▶ [Stated problem]: Please reproduce, unchanged, the part of the data that opens with the line containing "TARGET: name badge on lapel" and closes with the last line of the data.
————
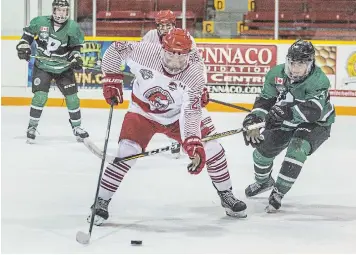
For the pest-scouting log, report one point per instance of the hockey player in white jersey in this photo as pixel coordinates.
(165, 21)
(165, 99)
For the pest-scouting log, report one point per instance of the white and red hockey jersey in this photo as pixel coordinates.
(153, 37)
(155, 94)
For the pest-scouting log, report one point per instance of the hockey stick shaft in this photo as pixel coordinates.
(230, 105)
(101, 167)
(109, 158)
(68, 63)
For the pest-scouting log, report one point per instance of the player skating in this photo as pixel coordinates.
(166, 97)
(58, 40)
(295, 104)
(165, 21)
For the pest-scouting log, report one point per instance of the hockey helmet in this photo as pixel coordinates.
(60, 10)
(176, 46)
(300, 60)
(165, 21)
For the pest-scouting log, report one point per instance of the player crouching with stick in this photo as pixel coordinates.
(166, 98)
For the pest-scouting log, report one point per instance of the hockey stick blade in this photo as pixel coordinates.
(82, 237)
(110, 158)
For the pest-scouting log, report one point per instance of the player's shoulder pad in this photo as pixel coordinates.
(275, 73)
(41, 20)
(73, 27)
(318, 79)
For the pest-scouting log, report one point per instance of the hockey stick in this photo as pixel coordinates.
(84, 67)
(230, 105)
(82, 237)
(110, 158)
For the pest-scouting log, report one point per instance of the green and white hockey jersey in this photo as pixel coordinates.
(309, 99)
(58, 45)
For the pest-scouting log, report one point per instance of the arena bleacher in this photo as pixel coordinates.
(136, 17)
(309, 19)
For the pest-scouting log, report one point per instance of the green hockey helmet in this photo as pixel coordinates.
(300, 60)
(60, 10)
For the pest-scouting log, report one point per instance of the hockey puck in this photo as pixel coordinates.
(136, 242)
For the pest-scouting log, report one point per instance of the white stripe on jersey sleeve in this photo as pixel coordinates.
(191, 112)
(115, 55)
(151, 36)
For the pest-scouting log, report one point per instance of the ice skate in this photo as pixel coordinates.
(233, 206)
(257, 188)
(101, 211)
(274, 201)
(79, 132)
(175, 151)
(31, 134)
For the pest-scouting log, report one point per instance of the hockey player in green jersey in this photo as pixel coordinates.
(295, 105)
(58, 41)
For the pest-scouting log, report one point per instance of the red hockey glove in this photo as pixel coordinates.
(205, 98)
(195, 150)
(112, 88)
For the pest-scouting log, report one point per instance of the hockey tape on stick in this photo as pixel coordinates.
(81, 236)
(230, 105)
(110, 158)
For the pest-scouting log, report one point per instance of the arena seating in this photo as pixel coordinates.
(309, 19)
(136, 17)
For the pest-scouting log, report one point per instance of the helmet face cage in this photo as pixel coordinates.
(176, 47)
(60, 11)
(174, 63)
(164, 28)
(300, 60)
(165, 21)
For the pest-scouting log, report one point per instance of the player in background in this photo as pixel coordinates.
(165, 21)
(58, 41)
(295, 104)
(166, 98)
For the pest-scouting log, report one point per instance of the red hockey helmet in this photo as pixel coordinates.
(175, 53)
(165, 21)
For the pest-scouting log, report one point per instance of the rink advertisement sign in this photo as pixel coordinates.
(237, 68)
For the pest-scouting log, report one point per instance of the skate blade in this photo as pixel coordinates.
(79, 139)
(176, 155)
(98, 221)
(240, 214)
(262, 191)
(30, 141)
(270, 209)
(82, 237)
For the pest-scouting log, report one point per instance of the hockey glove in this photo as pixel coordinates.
(252, 136)
(23, 51)
(277, 115)
(195, 150)
(205, 98)
(76, 62)
(112, 88)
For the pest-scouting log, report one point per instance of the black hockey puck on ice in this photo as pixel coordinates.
(136, 242)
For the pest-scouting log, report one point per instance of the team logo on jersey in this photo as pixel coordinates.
(37, 81)
(278, 80)
(44, 29)
(146, 74)
(158, 98)
(172, 86)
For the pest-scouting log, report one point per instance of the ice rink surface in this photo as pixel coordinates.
(47, 189)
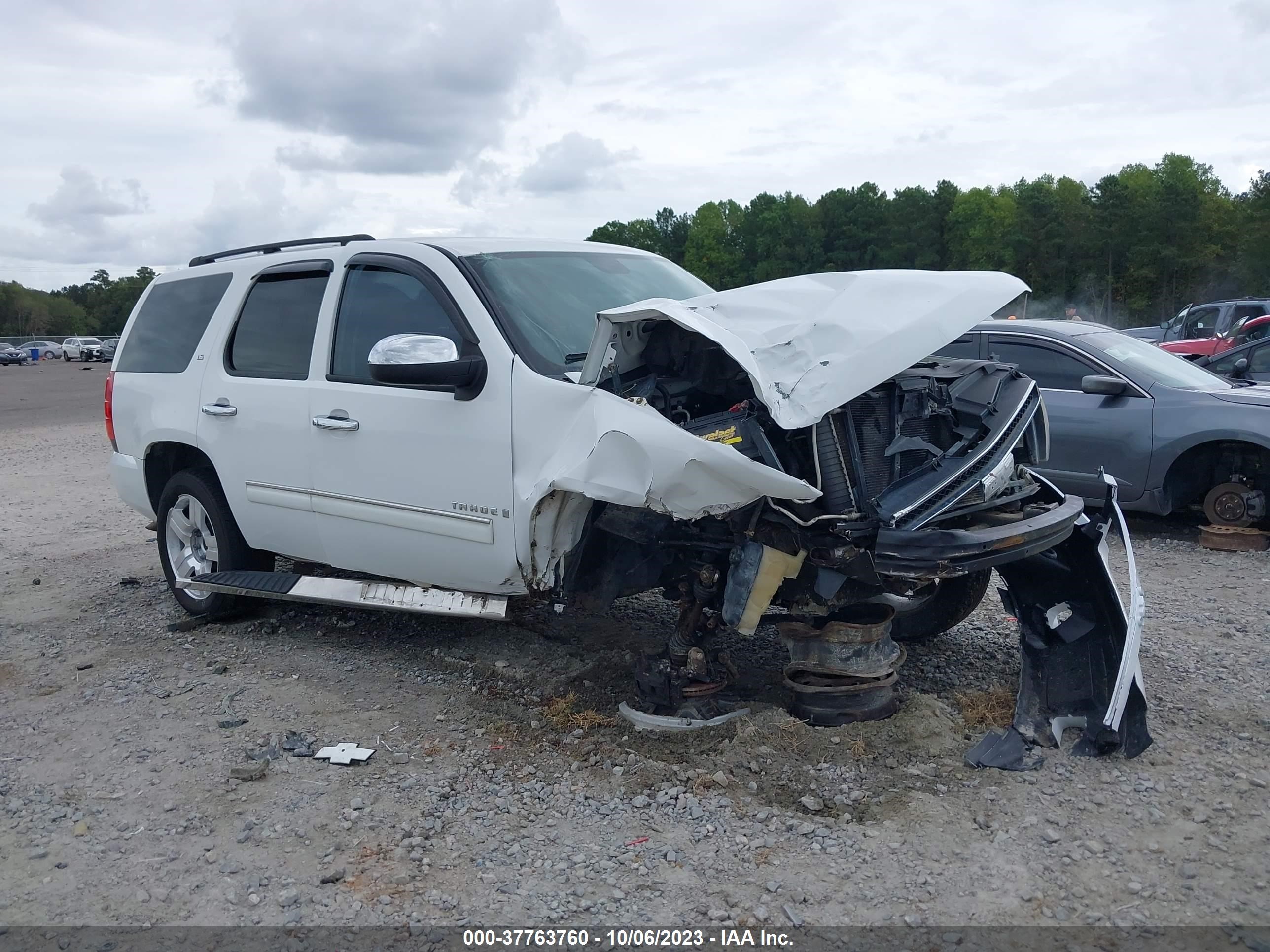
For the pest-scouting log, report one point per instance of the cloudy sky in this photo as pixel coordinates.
(145, 134)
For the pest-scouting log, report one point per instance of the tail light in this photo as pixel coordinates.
(109, 410)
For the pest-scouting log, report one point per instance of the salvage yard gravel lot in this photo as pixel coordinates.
(503, 790)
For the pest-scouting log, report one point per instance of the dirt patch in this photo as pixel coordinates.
(993, 708)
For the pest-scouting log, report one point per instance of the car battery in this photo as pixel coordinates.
(737, 428)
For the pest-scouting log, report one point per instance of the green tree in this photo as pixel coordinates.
(672, 234)
(639, 233)
(855, 226)
(1133, 248)
(1254, 235)
(783, 237)
(982, 230)
(714, 249)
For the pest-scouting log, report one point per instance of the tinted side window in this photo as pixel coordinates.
(1260, 360)
(1225, 364)
(379, 303)
(1048, 366)
(1246, 312)
(171, 324)
(275, 332)
(966, 348)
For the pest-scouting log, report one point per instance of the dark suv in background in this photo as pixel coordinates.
(1204, 320)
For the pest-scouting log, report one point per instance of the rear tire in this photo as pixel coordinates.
(197, 535)
(951, 605)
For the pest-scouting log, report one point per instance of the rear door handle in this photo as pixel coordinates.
(336, 423)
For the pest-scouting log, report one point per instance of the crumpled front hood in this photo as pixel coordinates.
(813, 343)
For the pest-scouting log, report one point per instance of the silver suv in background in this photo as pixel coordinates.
(1171, 432)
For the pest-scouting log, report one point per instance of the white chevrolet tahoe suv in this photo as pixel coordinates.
(469, 420)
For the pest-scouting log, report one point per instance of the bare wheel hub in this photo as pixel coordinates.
(1227, 504)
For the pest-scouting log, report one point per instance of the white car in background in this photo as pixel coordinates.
(47, 348)
(82, 349)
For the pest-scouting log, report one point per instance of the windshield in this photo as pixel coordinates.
(1166, 369)
(553, 298)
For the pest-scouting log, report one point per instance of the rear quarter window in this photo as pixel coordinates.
(171, 324)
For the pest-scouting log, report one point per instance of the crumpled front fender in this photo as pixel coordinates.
(1080, 644)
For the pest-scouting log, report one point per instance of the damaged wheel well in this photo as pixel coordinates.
(1203, 466)
(164, 460)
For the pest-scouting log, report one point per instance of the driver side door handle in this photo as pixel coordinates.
(336, 423)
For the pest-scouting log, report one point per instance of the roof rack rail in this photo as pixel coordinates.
(274, 248)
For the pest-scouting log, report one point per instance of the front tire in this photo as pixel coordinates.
(949, 605)
(197, 535)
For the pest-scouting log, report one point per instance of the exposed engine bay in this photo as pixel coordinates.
(924, 488)
(894, 457)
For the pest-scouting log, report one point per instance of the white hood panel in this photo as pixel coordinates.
(813, 343)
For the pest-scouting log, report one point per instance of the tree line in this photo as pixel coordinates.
(1134, 248)
(98, 306)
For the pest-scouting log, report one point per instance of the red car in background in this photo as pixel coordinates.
(1244, 333)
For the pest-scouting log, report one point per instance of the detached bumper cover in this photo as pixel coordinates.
(958, 551)
(1080, 644)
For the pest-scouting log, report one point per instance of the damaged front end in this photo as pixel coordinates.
(810, 465)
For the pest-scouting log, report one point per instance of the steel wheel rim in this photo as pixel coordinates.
(191, 543)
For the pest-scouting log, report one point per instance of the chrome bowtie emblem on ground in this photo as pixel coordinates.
(343, 753)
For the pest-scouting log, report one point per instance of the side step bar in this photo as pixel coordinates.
(290, 587)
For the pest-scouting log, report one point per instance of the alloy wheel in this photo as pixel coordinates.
(192, 549)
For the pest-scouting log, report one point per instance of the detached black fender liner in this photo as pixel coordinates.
(1079, 644)
(944, 552)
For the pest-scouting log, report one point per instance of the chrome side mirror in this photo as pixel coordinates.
(427, 361)
(413, 349)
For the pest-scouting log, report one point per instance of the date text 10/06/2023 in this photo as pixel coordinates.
(624, 938)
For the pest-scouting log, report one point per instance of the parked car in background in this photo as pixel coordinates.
(82, 349)
(1250, 362)
(1171, 433)
(1203, 322)
(1244, 333)
(10, 354)
(46, 348)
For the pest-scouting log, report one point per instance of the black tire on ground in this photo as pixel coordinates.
(952, 603)
(235, 554)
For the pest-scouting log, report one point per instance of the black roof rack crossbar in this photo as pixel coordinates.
(277, 247)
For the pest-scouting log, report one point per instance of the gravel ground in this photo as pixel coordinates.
(488, 804)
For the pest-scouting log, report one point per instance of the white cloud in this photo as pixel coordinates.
(572, 164)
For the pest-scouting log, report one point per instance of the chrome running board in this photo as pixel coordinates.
(397, 596)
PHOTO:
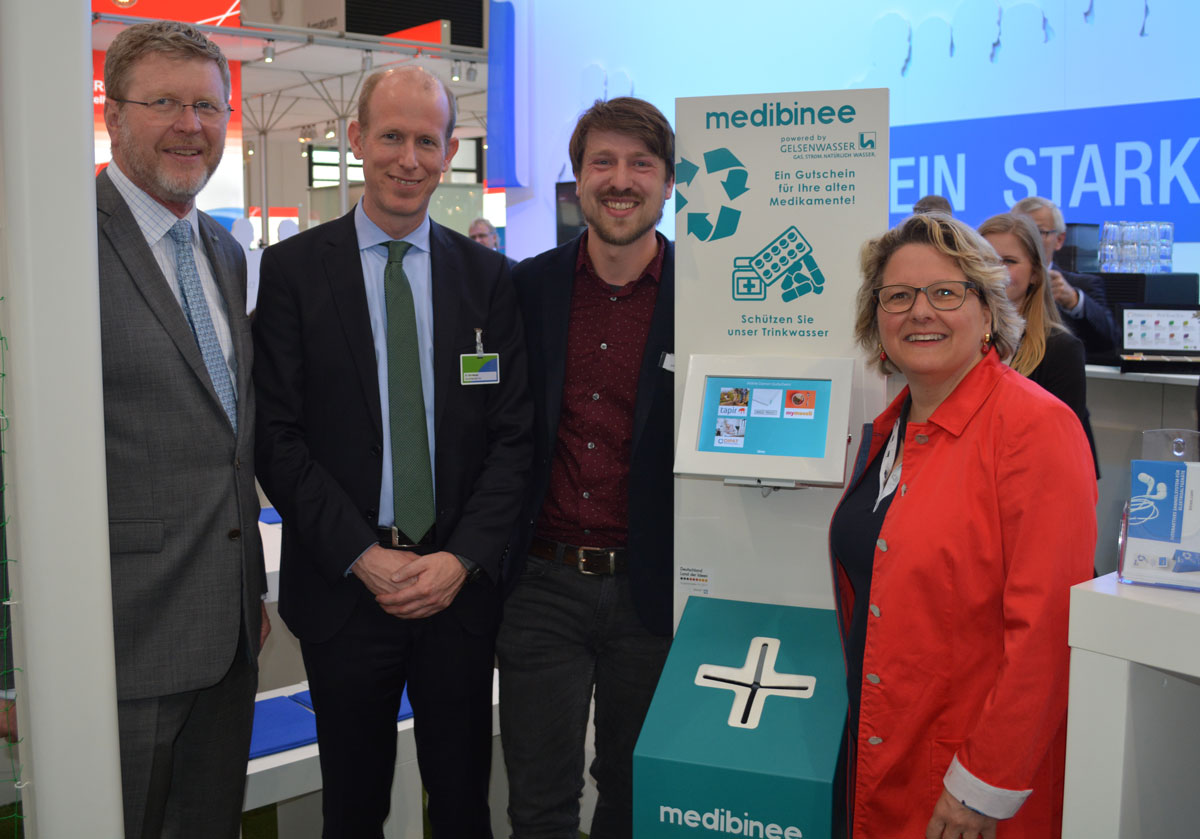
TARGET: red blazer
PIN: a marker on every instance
(966, 659)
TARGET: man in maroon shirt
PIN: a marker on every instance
(591, 605)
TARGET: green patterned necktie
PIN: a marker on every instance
(412, 483)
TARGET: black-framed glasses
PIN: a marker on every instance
(169, 109)
(946, 295)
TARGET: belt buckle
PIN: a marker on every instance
(580, 558)
(395, 540)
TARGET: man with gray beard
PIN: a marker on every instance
(179, 423)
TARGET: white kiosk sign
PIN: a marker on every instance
(774, 196)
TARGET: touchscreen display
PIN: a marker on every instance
(1161, 329)
(765, 415)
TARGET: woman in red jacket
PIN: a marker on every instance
(970, 515)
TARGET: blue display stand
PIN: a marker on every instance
(743, 733)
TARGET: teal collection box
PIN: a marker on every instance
(743, 732)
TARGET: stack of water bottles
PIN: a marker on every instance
(1137, 246)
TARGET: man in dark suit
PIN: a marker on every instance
(591, 610)
(179, 430)
(1080, 297)
(394, 439)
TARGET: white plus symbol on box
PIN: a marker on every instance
(754, 682)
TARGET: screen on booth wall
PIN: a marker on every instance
(1161, 329)
(765, 415)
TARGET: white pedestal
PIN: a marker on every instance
(1133, 731)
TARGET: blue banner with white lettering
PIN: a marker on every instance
(1129, 162)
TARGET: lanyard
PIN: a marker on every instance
(889, 478)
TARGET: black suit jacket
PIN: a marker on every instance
(1061, 372)
(544, 288)
(1097, 329)
(319, 421)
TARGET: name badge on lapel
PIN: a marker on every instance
(479, 367)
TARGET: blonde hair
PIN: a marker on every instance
(1038, 307)
(972, 255)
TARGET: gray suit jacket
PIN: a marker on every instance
(186, 556)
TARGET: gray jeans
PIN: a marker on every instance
(565, 634)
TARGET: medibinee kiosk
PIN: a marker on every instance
(774, 195)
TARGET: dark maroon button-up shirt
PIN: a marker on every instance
(587, 502)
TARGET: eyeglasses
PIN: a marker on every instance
(945, 295)
(171, 109)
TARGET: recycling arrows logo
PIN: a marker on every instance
(717, 162)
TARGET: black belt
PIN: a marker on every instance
(396, 540)
(586, 559)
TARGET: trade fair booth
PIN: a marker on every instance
(774, 193)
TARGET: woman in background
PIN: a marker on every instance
(951, 563)
(1048, 353)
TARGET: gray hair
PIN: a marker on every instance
(172, 39)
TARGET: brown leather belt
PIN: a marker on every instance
(396, 540)
(594, 561)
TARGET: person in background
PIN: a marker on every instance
(951, 563)
(1080, 297)
(1048, 353)
(179, 438)
(484, 232)
(396, 461)
(591, 610)
(933, 204)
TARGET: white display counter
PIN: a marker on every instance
(1133, 730)
(1122, 406)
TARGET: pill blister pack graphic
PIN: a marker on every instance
(789, 261)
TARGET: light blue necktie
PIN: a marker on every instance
(197, 311)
————
▶ [Task response]:
TARGET: name badge on lapel
PIN: a marker on every instance
(479, 367)
TARGET: blonde hair
PIN: a marker on every instance
(1038, 307)
(972, 255)
TARGET: gray suit jacket
PIN: a marker on every instance
(186, 556)
TARGET: gray jeans
PIN: a marker on every instance
(565, 634)
TARGET: medibinee kiosk
PIN: a marker on every instance
(774, 195)
TARGET: dark maroon button-up shirt
PIN: a marker on every instance
(587, 502)
TARGET: eyeglasses
PIN: a marker on every instance
(945, 295)
(171, 109)
TARGET: recycling arrows logo
PIN: a marker on every instance
(717, 162)
TARGET: black belt
PIN: a marker on every instance
(396, 540)
(586, 559)
TARGET: trade fair booth
PIN: a marker on every instance
(774, 193)
TARGET: woman in background
PIN: a marker on every instance
(951, 563)
(1048, 353)
TARGET: gray hair
PIN: a marker on every instance
(172, 39)
TARGET: brown leather belt
PIN: a marker on every instance
(396, 540)
(594, 561)
TARGET: person in background
PIN: a marker on every instance
(951, 563)
(1080, 297)
(1048, 353)
(179, 438)
(484, 232)
(396, 461)
(591, 610)
(933, 204)
TARGET: white display counter
PIN: a marker on every instance
(1133, 730)
(1122, 406)
TARGET: pill blister pack graphic
PIN: a marker on every instance
(789, 261)
TARGET: light blue necktie
PIN: a marker on every instance
(197, 311)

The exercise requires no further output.